Правда, внутренняя родственность финальных пьес не может быть доказана с той же степенью достоверности, как и хронологическая близость. И художественное единство «Перикла», «Цимбелина», «Зимней сказки» и «Бури» различными критиками обосновывается по-разному, особенно тогда, когда речь идет о тональности этих произведений, их духе, выраженном в них мироощущении, идейном значении и прочих, не поддающихся математической выверке вещах.
Тем не менее во всех финальных пьесах есть моменты, общность которых представляется нам бесспорной и которые наиболее наглядно характеризуют и эстетическую однородность рассматриваемых произведений, и художественное их своеобразие в сравнении с предшествующим творчеством Шекспира, и связь их с определенным литературным пластом.
Прежде всего обращает на себя внимание удаленность места действия всех последних пьес от сколько-нибудь знакомой шекспировскому зрителю жизни.
События «Перикла» отнесены к эпохе поздней античности, в греческие и малоазиатские города. Географический охват чрезвычайно широк: из Антиохии нас вместе с героями переносят в Тир, оттуда в Тарс, Пентаполис, Эфес, Митилену — словом, как говорится в перечне действующих лиц, «место действия — разные страны».

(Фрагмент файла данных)

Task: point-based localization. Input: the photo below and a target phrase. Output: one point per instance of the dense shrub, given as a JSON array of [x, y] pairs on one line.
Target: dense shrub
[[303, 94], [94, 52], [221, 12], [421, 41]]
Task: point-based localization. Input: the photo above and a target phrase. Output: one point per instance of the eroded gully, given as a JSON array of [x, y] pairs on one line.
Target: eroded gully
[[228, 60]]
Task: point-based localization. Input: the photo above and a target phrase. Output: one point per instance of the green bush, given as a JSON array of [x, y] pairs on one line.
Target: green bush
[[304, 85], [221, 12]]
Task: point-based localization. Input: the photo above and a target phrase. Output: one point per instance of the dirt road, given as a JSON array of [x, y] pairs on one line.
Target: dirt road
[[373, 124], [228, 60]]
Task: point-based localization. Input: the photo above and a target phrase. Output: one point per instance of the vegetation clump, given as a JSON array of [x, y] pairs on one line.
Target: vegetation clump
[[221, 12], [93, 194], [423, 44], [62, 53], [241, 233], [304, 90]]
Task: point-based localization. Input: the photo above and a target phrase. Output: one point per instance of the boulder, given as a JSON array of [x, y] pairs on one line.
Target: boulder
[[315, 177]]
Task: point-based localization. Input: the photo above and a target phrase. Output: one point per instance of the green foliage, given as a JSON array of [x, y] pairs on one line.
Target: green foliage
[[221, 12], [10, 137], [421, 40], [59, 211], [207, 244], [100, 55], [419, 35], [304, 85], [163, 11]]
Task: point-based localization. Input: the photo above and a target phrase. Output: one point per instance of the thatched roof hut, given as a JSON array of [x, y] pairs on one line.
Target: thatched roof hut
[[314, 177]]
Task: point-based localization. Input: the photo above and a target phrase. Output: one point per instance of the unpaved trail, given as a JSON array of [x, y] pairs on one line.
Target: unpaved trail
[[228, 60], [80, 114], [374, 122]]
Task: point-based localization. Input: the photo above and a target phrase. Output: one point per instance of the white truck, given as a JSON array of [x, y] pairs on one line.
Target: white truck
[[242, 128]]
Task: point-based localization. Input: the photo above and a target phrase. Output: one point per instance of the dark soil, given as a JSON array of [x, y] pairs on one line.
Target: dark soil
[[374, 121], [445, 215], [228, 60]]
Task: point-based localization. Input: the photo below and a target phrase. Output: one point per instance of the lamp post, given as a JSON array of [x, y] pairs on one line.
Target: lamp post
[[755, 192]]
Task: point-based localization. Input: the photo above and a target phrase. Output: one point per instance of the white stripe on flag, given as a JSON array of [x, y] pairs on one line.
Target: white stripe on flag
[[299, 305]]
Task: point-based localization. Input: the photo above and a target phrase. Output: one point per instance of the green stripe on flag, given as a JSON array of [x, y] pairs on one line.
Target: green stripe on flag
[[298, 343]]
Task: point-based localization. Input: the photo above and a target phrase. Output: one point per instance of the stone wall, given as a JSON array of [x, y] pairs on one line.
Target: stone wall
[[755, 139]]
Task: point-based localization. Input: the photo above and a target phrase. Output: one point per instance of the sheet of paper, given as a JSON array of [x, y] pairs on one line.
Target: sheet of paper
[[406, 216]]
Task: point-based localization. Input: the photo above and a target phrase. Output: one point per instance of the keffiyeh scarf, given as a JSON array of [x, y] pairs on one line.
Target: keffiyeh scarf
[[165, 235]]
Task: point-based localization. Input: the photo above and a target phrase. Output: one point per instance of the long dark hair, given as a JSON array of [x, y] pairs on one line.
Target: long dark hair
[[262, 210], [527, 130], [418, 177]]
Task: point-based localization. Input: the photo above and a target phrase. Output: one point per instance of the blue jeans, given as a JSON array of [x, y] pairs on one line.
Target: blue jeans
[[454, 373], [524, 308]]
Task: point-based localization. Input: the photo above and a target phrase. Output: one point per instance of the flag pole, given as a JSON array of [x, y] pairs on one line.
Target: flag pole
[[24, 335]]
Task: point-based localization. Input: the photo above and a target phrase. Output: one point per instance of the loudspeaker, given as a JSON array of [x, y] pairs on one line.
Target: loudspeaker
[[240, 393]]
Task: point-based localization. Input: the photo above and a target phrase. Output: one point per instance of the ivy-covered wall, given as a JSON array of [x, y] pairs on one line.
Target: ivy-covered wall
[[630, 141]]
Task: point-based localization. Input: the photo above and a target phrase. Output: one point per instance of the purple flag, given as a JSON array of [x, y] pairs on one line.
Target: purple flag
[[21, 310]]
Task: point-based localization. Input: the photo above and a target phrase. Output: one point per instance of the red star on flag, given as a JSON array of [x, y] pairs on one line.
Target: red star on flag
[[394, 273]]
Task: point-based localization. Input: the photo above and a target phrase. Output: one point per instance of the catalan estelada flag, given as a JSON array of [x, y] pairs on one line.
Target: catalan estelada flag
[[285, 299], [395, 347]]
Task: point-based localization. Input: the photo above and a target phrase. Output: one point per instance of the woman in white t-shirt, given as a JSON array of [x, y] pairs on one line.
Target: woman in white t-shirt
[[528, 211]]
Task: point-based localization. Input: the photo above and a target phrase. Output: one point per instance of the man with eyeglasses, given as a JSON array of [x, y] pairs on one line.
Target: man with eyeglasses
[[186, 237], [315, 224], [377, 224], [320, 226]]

СПИСОК ЗАДАЧ:
A. Перескажите, пожалуйста, отрывок о финальных пьесах Шекспира в двух предложениях.
B. Извлеките из записей без изменений строки начиная со строки с «the white stripe» и до строки с «[[262, 210], [527, 130], [418, 177]]» включительно.

ИТОГОВЫЕ ОТВЕТЫ:
A. Хотя художественное единство «Перикла», «Цимбелина», «Зимней сказки» и «Бури» критики обосновывают по-разному, во всех финальных пьесах есть бесспорно общие моменты, которые характеризуют их эстетическую однородность и своеобразие в сравнении с предшествующим творчеством Шекспира. Прежде всего место действия этих пьес удалено от знакомой зрителю жизни: так, события «Перикла» отнесены к эпохе поздней античности и охватывают множество греческих и малоазиатских городов.

B.
Task: point-based localization. Input: the photo above and a target phrase. Output: one point per instance of the white stripe on flag, given as a JSON array of [x, y] pairs on one line.
Target: white stripe on flag
[[299, 305]]
Task: point-based localization. Input: the photo above and a target phrase. Output: one point per instance of the green stripe on flag, given as a JSON array of [x, y] pairs on one line.
Target: green stripe on flag
[[298, 343]]
Task: point-based localization. Input: the photo above and a target phrase. Output: one point per instance of the stone wall, given as a JSON array of [x, y] pairs on one line.
Target: stone wall
[[755, 139]]
Task: point-based localization. Input: the photo above and a target phrase. Output: one point per instance of the sheet of paper, given as a JSON array of [x, y] pairs on one line.
Target: sheet of paper
[[406, 216]]
Task: point-based localization. Input: the photo above and a target phrase. Output: one point per instance of the keffiyeh scarf, given as a JSON array of [x, y] pairs on one line.
Target: keffiyeh scarf
[[165, 235]]
Task: point-based localization. Input: the photo above and a target phrase. Output: one point per instance of the long dark hair, given as a JSON array of [x, y] pairs on one line.
Target: long dark hair
[[262, 210], [527, 130], [418, 177]]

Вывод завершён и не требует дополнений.